» Exercise
If a line in the listing below contains the word "after", count it, then please give only the number of such lines.

» Provided information

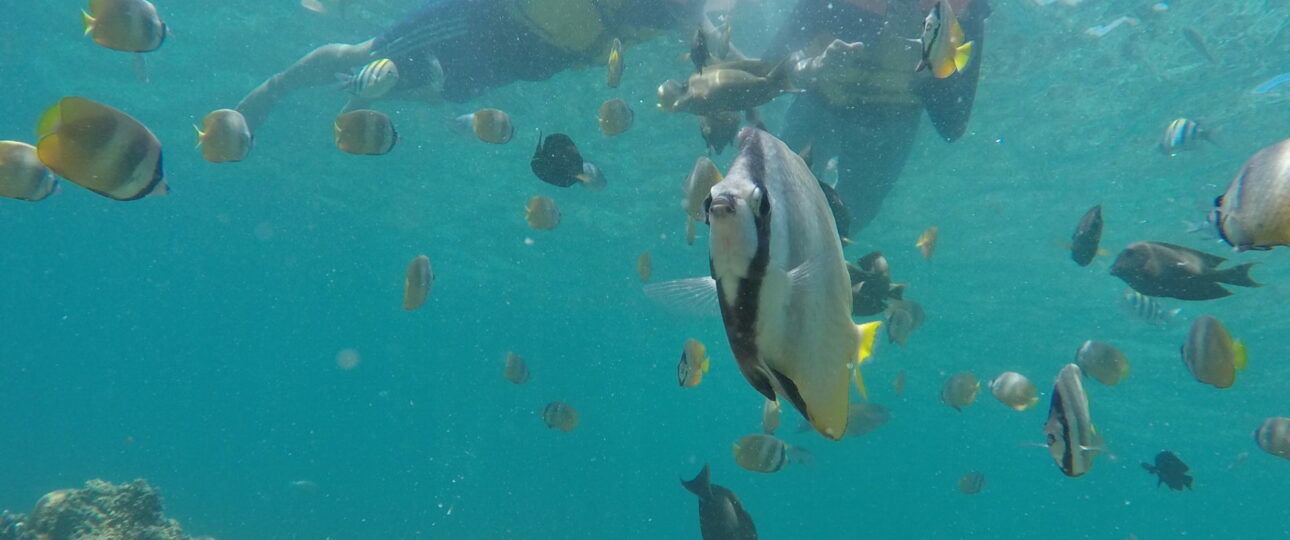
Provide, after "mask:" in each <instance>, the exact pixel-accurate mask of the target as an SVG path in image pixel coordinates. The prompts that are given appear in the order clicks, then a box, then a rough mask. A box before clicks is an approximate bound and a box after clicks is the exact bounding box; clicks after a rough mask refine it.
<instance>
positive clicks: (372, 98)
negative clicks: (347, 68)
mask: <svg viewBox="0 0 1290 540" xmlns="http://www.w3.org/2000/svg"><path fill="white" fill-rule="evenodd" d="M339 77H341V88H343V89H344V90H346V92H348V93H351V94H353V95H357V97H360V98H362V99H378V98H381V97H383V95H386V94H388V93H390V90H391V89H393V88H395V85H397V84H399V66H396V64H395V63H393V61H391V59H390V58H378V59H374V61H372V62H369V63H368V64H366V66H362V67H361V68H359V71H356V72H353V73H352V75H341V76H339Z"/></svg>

...

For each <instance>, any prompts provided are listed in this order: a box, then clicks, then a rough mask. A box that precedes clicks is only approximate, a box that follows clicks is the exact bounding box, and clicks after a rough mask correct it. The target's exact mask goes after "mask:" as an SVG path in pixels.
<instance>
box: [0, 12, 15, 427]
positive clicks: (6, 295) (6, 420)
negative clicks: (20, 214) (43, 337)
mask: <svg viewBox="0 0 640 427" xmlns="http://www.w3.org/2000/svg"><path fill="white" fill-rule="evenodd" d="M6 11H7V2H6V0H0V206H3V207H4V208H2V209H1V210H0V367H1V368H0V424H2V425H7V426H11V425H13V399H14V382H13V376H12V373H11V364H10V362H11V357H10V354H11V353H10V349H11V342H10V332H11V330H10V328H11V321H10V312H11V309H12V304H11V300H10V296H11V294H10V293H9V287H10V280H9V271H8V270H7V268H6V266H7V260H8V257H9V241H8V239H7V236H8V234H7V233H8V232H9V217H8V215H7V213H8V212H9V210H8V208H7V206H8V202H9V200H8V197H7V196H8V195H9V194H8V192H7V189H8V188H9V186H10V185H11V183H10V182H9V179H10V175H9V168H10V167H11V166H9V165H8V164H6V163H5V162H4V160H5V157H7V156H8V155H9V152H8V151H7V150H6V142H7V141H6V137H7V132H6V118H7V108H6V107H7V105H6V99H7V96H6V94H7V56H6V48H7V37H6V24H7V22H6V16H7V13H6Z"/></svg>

---

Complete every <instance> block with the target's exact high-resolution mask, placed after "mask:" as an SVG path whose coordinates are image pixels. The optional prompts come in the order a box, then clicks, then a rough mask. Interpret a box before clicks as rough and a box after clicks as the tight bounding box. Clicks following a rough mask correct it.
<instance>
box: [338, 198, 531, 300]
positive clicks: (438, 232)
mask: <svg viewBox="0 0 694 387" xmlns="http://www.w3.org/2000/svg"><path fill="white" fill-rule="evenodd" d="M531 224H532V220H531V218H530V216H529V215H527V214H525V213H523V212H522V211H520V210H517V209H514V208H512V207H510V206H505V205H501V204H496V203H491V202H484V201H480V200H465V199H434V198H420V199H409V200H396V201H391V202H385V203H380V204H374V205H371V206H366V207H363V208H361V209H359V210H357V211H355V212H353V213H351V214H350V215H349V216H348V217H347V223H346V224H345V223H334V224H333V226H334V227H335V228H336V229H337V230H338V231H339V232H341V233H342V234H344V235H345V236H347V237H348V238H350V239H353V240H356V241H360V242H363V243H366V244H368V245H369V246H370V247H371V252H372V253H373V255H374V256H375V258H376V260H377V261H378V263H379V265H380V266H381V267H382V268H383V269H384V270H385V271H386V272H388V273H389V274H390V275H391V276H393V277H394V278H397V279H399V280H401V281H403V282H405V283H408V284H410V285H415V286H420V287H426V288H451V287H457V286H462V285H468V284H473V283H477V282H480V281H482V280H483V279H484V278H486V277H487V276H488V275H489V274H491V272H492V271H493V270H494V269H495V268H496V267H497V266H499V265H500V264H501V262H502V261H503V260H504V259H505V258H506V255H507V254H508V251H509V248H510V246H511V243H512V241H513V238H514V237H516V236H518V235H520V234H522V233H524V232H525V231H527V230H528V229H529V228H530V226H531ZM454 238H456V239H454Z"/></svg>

» Response
3